**Problem requirements:** Rewrite the lines below, substituting "anywhere in this image" for every occurrence of "somewhere in this photo" and changing nothing else. Leave the pictures out of your answer.

Object detection data:
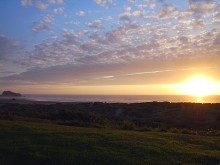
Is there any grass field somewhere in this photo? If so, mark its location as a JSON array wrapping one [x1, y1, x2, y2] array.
[[0, 120, 220, 165]]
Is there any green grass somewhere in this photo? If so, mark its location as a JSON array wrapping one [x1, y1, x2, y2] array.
[[0, 120, 220, 165]]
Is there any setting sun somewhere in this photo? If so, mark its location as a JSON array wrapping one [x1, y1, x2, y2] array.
[[181, 76, 216, 96]]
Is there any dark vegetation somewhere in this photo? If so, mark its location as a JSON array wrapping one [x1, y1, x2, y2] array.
[[0, 102, 220, 134], [0, 102, 220, 165]]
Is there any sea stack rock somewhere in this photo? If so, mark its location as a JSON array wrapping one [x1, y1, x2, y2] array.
[[2, 91, 22, 97]]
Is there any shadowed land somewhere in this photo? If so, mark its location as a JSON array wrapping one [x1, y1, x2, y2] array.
[[0, 102, 220, 164]]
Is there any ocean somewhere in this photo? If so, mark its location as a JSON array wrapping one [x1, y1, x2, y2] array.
[[24, 95, 220, 103]]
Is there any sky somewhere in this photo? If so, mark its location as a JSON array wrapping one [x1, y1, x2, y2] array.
[[0, 0, 220, 95]]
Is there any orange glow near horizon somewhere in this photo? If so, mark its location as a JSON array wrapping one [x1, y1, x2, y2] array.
[[179, 76, 218, 96]]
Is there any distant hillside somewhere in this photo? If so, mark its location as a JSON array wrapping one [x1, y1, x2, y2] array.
[[1, 91, 22, 97]]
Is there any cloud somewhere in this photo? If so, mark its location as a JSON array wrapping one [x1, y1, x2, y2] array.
[[85, 19, 103, 30], [0, 34, 20, 60], [31, 22, 51, 33], [189, 3, 216, 13], [57, 0, 63, 4], [21, 0, 33, 7], [53, 7, 64, 14], [35, 1, 49, 10], [158, 5, 177, 19], [44, 14, 55, 23], [94, 0, 114, 8], [189, 0, 215, 3], [76, 11, 85, 17]]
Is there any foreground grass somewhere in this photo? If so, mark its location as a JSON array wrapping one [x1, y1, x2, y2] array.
[[0, 120, 220, 165]]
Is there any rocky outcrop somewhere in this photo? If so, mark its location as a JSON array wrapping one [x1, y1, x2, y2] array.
[[1, 91, 22, 97]]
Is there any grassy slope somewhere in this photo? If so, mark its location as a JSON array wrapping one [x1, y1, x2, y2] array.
[[0, 120, 220, 165]]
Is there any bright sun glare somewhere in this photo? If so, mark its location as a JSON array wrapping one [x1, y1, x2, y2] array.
[[181, 76, 216, 96]]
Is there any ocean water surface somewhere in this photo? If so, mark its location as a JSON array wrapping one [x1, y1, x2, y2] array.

**Reply:**
Is there any grass field anywhere in this image? If so, mark its location as a JSON array wrapping one [x1, y1, x2, y2] array.
[[0, 120, 220, 165]]
Is there any green grass anywhere in this image? If so, mark its location as a JSON array wrapping one [x1, y1, x2, y2] array.
[[0, 120, 220, 165]]
Is there any setting sun anywhere in this image? If so, mark its location as a JSON array wrapping one [x1, y1, x2, y2] array.
[[181, 76, 216, 96]]
Is there any dark vegetation anywhere in this image? If so, mark its location as a JSON array wrapping one [x1, y1, x2, y2] array.
[[0, 102, 220, 134], [0, 102, 220, 165]]
Is there any sea stack rock anywhere in this image? If so, mark its location as a JSON array wrapping one [x1, y1, x2, y2] array.
[[2, 91, 22, 97]]
Is there any shadowed land anywhere in this image? If so, mark its location as a JSON array wrapping one [x1, y1, x2, y2] array.
[[0, 102, 220, 164]]
Is there any ocean anywhere in this image? If so, mark its location as a JSON array wrapping one [x1, y1, x2, y2] array.
[[24, 95, 220, 103]]
Is there any sky anywhere in this image? If so, mark its location as a JSON array wrapping one [x1, y1, x2, y2] array.
[[0, 0, 220, 95]]
Is there any orange glow near horizon anywhere in this image? If so, mark its location as a JSON array wrapping one [x1, y1, x2, y2] array.
[[179, 76, 218, 96]]
Is there any distant hillside anywhere in this image? If so, mark its location as a JSON array wrapping one [x1, y1, x2, y2] array.
[[1, 91, 22, 97]]
Is there any cloud anywhere in this image? If so, mark its location as a JSON array wrapping one [x1, y1, x2, y2] array.
[[85, 19, 103, 30], [0, 34, 20, 60], [31, 22, 51, 33], [189, 3, 216, 13], [57, 0, 63, 4], [21, 0, 33, 7], [53, 7, 64, 14], [35, 1, 49, 10], [158, 5, 177, 19], [44, 14, 55, 23], [94, 0, 114, 8], [189, 0, 215, 3], [76, 11, 85, 17]]
Is there any foreground grass anywhere in this image? If so, mark its location as a JSON array wrapping one [x1, y1, x2, y2] array.
[[0, 120, 220, 165]]
Is there any rocky outcrop anywhere in this image? If so, mark its location as a JSON array wrapping one [x1, y1, x2, y2] array.
[[1, 91, 22, 97]]
Is there any grassy slope anywhere in this image? If so, mark its location as a JSON array wrapping one [x1, y1, x2, y2] array.
[[0, 120, 220, 165]]
Is there any bright sun glare anywhere in this image? If so, mark its location as a JSON array wrapping one [x1, y1, x2, y2] array.
[[181, 76, 216, 96]]
Is there any ocean water surface anywhere in this image? If so, mark its location as a JSON array wrapping one [x1, y1, x2, y2] array.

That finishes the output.